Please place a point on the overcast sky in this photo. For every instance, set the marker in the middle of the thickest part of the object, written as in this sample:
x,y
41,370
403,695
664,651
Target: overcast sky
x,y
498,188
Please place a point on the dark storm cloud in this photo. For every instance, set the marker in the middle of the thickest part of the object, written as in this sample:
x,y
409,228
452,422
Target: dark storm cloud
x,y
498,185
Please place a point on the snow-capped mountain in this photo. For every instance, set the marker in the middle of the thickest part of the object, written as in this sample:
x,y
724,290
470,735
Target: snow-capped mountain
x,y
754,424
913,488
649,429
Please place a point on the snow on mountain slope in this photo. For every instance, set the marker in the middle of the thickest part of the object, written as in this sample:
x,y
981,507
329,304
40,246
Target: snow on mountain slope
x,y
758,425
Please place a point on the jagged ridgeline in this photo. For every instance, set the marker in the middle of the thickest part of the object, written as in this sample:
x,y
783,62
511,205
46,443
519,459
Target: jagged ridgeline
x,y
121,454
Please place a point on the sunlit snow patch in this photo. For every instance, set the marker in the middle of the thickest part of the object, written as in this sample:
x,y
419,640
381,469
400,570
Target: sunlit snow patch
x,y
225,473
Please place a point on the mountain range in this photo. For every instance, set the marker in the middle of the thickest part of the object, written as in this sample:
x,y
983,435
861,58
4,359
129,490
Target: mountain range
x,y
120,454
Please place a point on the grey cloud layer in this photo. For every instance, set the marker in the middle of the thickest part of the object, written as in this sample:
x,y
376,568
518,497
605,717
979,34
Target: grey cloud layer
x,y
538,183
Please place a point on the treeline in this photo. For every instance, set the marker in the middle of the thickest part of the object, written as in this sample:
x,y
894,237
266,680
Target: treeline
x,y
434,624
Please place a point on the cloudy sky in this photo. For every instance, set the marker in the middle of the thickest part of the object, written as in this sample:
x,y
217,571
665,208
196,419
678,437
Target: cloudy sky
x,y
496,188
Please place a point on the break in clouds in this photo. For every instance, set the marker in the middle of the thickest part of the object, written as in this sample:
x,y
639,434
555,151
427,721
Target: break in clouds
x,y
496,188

::::::::::

▶ **EXERCISE PROMPT**: Copy every one of the records above word for word, keeping each line in its original order and form.

▶ **EXERCISE SOLUTION**:
Please place a point on the overcast sky in this photo. For every instance, set the marker in the middle of the thickest part of the object, written as in this sample:
x,y
41,370
403,695
664,651
Target: overcast sky
x,y
498,188
Please place a point on the dark storm cloud in this photo. For every instance, set the marker in the middle of the thickest part of the object, written as in this sample:
x,y
409,228
452,422
Target: dark storm cloud
x,y
498,185
Please place a point on the snow-capped mountain in this photo. For every instance, set the marker in the middle of the thickest part of the object, written as in this sample:
x,y
724,290
470,735
Target: snow-capped mountain
x,y
754,424
913,488
649,429
Please place a point on the snow on mountain slope in this photo. For every instance, set the marker in the middle of the thickest part of the object, written as in this sample:
x,y
981,507
329,304
40,246
Target: snow on mountain slope
x,y
758,425
Please place a point on the jagged ridgeline in this photo. For every instance, set the marker in the middle of the thickest part of the object, written as in this sample:
x,y
783,62
511,205
46,443
519,459
Target: jagged ridgeline
x,y
121,454
Please place a point on the sunlit snow patch in this photo. For every instance, set the marker in the middle of the thickest part of the object, written as in this sample:
x,y
419,640
381,469
400,570
Target: sunlit snow patch
x,y
225,473
Please place a point on the mountain range in this photo. For every instance, set the marker in the middle of the thickest part of the object, written as in this sample:
x,y
983,435
861,58
4,359
129,490
Target: mountain range
x,y
120,454
Please place a point on the grey cloud layer in this photo. For every instance, set the marker in the middle of the thickest part of the object, written as in this sample:
x,y
376,568
518,497
605,717
979,34
Target: grey cloud layer
x,y
538,183
Please place a point on the treeline in this photo. For every instance, set the marker in the middle of the thickest part of the object, written as in this sample:
x,y
894,237
266,680
Target: treeline
x,y
434,624
Please place a point on the cloudy sky in this photo. For every instance, set the marker in the middle of the thickest part of the object, written as in this sample:
x,y
217,571
665,208
196,419
678,437
Target: cloudy sky
x,y
496,188
Please place a point on the break in clouds in this photo. For every instance, set the marker in the middle of the thickest part of the object, written as in this sample:
x,y
639,434
555,151
427,721
Target: break in clouds
x,y
496,188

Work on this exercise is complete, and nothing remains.